_Challenge 1_
In the article about Western myths of Ukraine, who tried to form a new kingdom of Rus' from the remnants of the Cossack Hetmanate?
_Challenge 2_
Sum up the article about Western myths of Ukraine in two sentences.
_Challenge 3_
Write what comes next in the article about Western myths of Ukraine, picking up after its final sentence.

This article by historian Oleksiy Sokyrko was published in the «Ukrainian Week» more than ten years ago, in May 2011. But today it has become even more relevant. Therefore, the editors invite our readers to turn again to this text, which in some respects turned out to be almost prophetic.
“Angola isn’t England |Anglia|, Russia isn’t the |Kyivan| Rus”
– a quote displayed on a poster by Ukrainian football fans which was then confiscated by Russian police.
Sceptical narratives on Ukraine’s European prospects have been quite common. In the past year, excluding from the anti-European steps from the new government, the West has also expressed some disapproval of Ukraine. Nevertheless, the absence of direct political action with regards to Ukraine by the west is not only caused by Ukrainian internal inaction but by a combination of geopolitical factors. In some part, this is due to the vision that the West has of Ukraine, which is largely based on several mythical perceptions. These myths are the basis for how the Western elites and their citizens envision Ukraine. In other words, the West has its own ‘mental’ map of Europe, where Ukraine is identical by colour to Russia.
Myth #1. A millennium of shared past with Ukraine and Russia
The most simple and generalised thesis of this myth: Ukraine and Russia are inseparable parts of Rus (Kyivan Rus) from the beginning of Slavic statehood, there fore Rus’ – is the old name of Russia, and Ukraine – is one of the Rus’ regions analogous to modern Siberia or the Volga Region. This myth has shaped a greater picture, offered to the West in the first half of the XIX century, when Russian historiography ‘privatised’ the history of Rus’ as per request by the Russian elite. The conversion from Muscovy (i.e. Russian) to Rus’ has thus been completed. Hence, the mediaeval history of Rus’ was falsely converted from a Muscovian form into a Ruthenian (Rus’) form in an imperial manner. The Ukrainian independence movement, which under the past historical alignment of Rus’ thus searched for a new common denominator, different to the old denominator appropriated by the Russo-centric propaganda machine. The search for a new common denominator ended up with the adoption of the name “Ukraine”, even though for the entirety of the mediaeval era, Ukrainian lands were associated with the names Rus’ and Ruthenian – including the inhabitants of these lands and their neighbours. This name labelled Ukrainian lands on all mediaeval European maps and one of the provinces of the kingdom of Poland was even named Rus’ (Ruthenian). After all, an attempt to form a new kingdom of Rus’ was made by Ivan Vyhovsky from the remnants of the Cossack Hetmanate in the mid-XVII century. Ukrainian lands constituted the ‘nucleus’ of mediaeval Kyivan Rus’ upon the lands of eastern Europe. A considerable part of this land was culturally and politically an integral part of European civilization.

_Records shown_

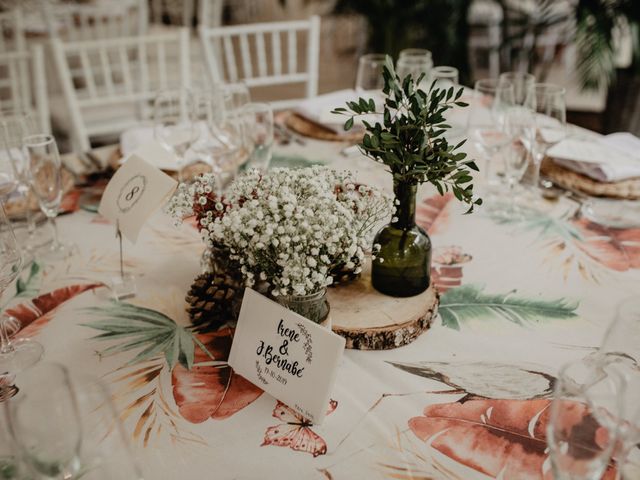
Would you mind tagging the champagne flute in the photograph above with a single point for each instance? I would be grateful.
(15, 355)
(174, 127)
(620, 349)
(583, 426)
(64, 426)
(488, 125)
(415, 62)
(45, 173)
(258, 121)
(547, 101)
(221, 139)
(521, 82)
(14, 127)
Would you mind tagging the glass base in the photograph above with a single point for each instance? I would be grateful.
(24, 355)
(123, 287)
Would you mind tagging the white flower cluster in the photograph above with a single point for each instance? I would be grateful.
(288, 228)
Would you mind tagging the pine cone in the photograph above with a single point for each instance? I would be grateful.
(214, 299)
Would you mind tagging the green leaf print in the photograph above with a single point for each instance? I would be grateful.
(469, 302)
(150, 332)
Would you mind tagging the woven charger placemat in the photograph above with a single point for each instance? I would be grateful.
(624, 189)
(311, 129)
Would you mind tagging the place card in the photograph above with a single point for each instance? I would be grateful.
(287, 355)
(133, 194)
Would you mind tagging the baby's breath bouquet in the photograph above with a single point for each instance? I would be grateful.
(287, 231)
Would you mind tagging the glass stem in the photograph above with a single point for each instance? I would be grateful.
(54, 228)
(31, 218)
(5, 343)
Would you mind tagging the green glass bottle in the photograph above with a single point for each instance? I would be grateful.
(403, 264)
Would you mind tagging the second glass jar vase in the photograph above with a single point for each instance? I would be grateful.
(401, 267)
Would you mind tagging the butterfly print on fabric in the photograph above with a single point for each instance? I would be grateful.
(295, 431)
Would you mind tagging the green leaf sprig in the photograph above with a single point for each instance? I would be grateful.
(410, 140)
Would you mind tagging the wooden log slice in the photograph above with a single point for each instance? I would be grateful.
(311, 129)
(370, 320)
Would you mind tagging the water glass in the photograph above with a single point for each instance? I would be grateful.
(583, 426)
(415, 62)
(258, 121)
(369, 76)
(547, 102)
(174, 127)
(488, 127)
(45, 174)
(14, 127)
(521, 81)
(64, 426)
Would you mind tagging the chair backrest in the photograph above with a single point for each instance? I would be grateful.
(176, 12)
(257, 54)
(23, 84)
(118, 73)
(210, 13)
(12, 38)
(76, 21)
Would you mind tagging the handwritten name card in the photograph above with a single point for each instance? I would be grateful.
(132, 195)
(288, 356)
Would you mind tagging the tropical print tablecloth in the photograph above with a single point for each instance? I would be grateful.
(467, 400)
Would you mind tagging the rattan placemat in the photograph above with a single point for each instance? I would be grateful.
(308, 128)
(624, 189)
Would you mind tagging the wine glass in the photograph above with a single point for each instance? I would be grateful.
(16, 355)
(258, 122)
(583, 426)
(521, 81)
(519, 125)
(221, 140)
(488, 126)
(547, 101)
(14, 127)
(64, 426)
(45, 174)
(415, 62)
(174, 127)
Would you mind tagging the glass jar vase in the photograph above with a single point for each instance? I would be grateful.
(313, 306)
(402, 264)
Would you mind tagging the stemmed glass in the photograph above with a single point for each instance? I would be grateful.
(547, 101)
(15, 355)
(14, 127)
(488, 124)
(521, 82)
(174, 126)
(45, 174)
(415, 62)
(65, 426)
(222, 135)
(620, 349)
(583, 426)
(258, 121)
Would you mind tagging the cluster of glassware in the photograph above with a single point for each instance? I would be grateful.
(63, 426)
(219, 127)
(513, 122)
(594, 418)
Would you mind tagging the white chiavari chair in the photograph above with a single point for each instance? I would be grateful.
(109, 85)
(23, 84)
(210, 13)
(264, 54)
(177, 12)
(12, 38)
(77, 21)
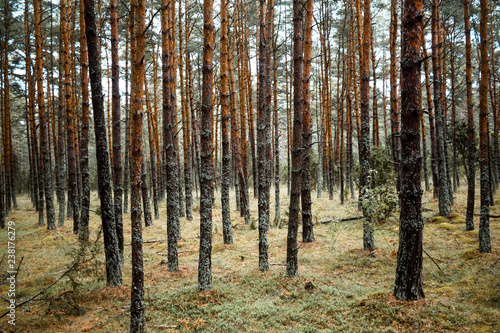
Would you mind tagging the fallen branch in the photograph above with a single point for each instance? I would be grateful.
(43, 291)
(345, 219)
(435, 263)
(148, 242)
(492, 216)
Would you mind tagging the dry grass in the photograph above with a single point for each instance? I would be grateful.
(347, 289)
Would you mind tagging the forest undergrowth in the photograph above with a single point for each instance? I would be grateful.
(340, 287)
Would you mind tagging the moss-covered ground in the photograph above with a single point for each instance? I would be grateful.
(340, 287)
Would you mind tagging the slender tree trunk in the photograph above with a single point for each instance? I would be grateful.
(408, 284)
(471, 145)
(126, 149)
(113, 267)
(116, 131)
(137, 23)
(432, 124)
(152, 155)
(364, 150)
(44, 140)
(395, 117)
(186, 130)
(171, 160)
(241, 193)
(307, 223)
(263, 140)
(70, 129)
(484, 221)
(146, 204)
(206, 167)
(83, 226)
(226, 157)
(444, 200)
(297, 157)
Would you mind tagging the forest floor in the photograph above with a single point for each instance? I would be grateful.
(340, 287)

_Result 1_
Ivan Vyhovsky.

_Result 2_
The article argues that the West sees Ukraine through several myths, so that on its mental map of Europe Ukraine has the same color as Russia. The first myth holds that Ukraine and Russia share a thousand years of history as parts of Kyivan Rus', a picture Russian historians shaped in the first half of the nineteenth century, even though Ukrainian lands were long called Rus' and formed the core of Kyivan Rus'.

_Result 3_
“Holy Rus’” is falsely seen by the West as the ‘umbilical cord’ connecting Russia and Ukraine in terms of a common culture, language, statehood, and Christian Orthodoxy. This vision of the inseparability of Russia and Rus’ can be demonstrated on many levels of cultural exhibitions, conferences and other events that mention the history of Rus’. Most western historiographical conferences and exhibitions dedicated to the studying of Rus’ are dominated by Russian and Soviet cultural narratives. Later, In accordance to these narratives of Soviet imperialism, new elements were added – such as the “cradle of three brotherly nations”, orthodox-slavic world with its values as separate from the western world.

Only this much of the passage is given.